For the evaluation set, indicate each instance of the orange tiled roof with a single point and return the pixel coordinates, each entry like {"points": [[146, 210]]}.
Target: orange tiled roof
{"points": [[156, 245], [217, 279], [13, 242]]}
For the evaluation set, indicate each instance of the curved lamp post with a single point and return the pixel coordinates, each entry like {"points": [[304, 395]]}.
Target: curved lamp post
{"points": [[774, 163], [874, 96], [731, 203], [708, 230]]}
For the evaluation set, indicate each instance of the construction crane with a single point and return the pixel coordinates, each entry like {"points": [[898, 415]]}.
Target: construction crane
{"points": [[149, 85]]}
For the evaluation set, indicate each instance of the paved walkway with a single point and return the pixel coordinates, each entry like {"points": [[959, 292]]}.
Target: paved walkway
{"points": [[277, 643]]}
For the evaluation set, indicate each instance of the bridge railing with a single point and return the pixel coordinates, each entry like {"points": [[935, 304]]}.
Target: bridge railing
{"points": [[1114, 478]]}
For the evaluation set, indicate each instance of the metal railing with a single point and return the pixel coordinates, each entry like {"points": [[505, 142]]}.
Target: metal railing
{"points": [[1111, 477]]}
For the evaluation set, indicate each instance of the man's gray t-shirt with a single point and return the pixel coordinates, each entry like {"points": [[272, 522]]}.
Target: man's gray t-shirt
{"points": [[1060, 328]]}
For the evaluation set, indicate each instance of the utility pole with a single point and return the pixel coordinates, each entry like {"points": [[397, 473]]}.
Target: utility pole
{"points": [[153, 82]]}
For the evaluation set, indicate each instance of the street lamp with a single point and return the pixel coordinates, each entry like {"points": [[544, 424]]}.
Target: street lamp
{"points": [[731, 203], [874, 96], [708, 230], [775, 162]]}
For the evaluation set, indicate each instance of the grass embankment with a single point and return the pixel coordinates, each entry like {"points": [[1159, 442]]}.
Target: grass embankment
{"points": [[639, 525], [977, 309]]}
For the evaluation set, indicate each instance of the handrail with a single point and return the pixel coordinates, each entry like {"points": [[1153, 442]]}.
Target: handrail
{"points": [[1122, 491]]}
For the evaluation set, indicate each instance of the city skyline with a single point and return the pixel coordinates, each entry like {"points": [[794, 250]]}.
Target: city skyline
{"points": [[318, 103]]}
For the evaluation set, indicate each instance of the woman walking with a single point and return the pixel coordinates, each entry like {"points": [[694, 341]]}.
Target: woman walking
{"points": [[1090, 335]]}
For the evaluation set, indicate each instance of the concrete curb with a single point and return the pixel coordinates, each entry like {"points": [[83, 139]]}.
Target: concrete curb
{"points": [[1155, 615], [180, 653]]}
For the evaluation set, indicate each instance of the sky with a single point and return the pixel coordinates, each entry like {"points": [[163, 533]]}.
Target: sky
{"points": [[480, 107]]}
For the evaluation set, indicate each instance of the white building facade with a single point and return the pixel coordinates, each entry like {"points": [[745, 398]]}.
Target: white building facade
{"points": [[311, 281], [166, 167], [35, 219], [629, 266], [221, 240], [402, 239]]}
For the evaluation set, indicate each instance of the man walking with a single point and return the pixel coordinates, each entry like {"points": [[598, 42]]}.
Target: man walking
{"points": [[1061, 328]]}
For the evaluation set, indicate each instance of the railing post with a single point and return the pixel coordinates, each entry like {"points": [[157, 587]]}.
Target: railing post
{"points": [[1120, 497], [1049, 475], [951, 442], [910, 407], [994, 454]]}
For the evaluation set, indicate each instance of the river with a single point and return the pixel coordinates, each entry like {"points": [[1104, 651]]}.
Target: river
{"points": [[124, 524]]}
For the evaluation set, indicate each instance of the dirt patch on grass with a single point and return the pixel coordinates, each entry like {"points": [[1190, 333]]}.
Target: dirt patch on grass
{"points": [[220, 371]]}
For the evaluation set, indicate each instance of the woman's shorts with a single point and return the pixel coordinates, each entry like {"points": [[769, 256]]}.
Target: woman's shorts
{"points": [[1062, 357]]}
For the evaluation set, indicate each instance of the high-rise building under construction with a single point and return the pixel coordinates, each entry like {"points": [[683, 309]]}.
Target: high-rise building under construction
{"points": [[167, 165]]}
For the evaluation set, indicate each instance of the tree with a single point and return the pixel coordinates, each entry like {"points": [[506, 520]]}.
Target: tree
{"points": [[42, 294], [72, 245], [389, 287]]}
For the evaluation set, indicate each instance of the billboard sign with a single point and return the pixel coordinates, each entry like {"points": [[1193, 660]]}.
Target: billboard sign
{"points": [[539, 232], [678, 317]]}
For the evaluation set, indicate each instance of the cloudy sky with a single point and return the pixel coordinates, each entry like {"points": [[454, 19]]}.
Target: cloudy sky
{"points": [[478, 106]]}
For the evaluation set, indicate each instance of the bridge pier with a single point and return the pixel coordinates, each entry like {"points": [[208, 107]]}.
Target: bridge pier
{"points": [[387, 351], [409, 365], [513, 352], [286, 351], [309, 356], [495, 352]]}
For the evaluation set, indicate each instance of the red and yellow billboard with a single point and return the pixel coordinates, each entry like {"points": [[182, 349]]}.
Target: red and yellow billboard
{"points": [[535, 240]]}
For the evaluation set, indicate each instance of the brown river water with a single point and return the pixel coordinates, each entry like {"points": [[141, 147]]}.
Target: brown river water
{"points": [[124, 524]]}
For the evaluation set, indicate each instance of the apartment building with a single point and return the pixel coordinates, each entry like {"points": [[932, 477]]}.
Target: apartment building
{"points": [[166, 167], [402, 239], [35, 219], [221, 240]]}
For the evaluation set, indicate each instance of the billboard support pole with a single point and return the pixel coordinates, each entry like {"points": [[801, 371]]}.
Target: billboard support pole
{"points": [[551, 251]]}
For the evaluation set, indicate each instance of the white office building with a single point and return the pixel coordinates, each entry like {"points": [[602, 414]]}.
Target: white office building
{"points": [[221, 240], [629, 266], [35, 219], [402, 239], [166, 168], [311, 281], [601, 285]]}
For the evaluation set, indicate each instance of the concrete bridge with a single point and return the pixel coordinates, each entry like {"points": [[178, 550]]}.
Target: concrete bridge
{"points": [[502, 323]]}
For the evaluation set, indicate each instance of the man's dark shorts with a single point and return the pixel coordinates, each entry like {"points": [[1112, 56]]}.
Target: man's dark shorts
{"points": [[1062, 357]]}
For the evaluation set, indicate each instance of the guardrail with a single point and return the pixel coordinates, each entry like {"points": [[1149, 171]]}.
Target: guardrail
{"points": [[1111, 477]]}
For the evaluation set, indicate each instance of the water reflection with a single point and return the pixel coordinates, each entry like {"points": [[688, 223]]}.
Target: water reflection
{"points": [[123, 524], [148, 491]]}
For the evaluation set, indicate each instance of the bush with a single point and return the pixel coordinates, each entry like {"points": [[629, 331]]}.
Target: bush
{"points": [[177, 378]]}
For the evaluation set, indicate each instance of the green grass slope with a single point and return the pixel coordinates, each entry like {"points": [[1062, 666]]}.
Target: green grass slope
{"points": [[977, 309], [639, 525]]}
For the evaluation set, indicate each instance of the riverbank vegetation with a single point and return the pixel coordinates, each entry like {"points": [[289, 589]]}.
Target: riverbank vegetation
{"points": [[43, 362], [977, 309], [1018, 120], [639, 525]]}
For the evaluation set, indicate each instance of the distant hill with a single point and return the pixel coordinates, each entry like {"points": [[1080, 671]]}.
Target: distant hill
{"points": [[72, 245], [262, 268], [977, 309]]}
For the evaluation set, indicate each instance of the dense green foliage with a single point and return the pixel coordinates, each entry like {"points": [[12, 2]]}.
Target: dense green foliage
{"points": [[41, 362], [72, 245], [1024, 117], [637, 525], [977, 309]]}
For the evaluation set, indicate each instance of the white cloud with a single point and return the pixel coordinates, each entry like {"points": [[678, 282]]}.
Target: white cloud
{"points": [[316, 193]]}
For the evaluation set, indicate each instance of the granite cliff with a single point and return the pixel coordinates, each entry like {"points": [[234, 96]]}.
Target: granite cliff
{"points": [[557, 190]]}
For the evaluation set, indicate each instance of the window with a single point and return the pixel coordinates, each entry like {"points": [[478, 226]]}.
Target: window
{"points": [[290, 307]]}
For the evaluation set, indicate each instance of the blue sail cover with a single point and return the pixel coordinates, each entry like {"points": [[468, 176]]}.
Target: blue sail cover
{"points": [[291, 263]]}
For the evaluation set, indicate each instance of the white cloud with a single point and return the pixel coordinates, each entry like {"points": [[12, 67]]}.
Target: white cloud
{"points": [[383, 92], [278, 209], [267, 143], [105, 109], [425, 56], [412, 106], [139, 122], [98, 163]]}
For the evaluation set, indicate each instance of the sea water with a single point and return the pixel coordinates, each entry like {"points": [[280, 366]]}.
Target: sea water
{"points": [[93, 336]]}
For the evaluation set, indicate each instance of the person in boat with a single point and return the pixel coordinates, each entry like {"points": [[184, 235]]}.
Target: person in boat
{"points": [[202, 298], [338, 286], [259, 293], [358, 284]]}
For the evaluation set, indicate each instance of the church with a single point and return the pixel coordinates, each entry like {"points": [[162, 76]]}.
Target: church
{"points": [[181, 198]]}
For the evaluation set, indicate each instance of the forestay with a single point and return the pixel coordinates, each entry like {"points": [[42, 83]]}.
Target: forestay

= = = = =

> **Exercise directions**
Copy out, word for word, the stretch of entries from the line containing "For the evaluation set, indicate each instance of the person" through the end of the entries.

> **Response to this exercise**
For the evaluation set, indicate each instance of the person in boat with a single point and return the pixel coordinates, each entry like {"points": [[184, 235]]}.
Target: person in boat
{"points": [[202, 298], [338, 286], [259, 293], [358, 284]]}
For the evaluation set, indicate each instance of the church with a single point and return the pixel coordinates, each entry like {"points": [[162, 76]]}.
Target: church
{"points": [[181, 198]]}
For the evaluation set, indicate each instance of the forestay with a single point and return the pixel coordinates, each entry like {"points": [[42, 83]]}.
Target: forestay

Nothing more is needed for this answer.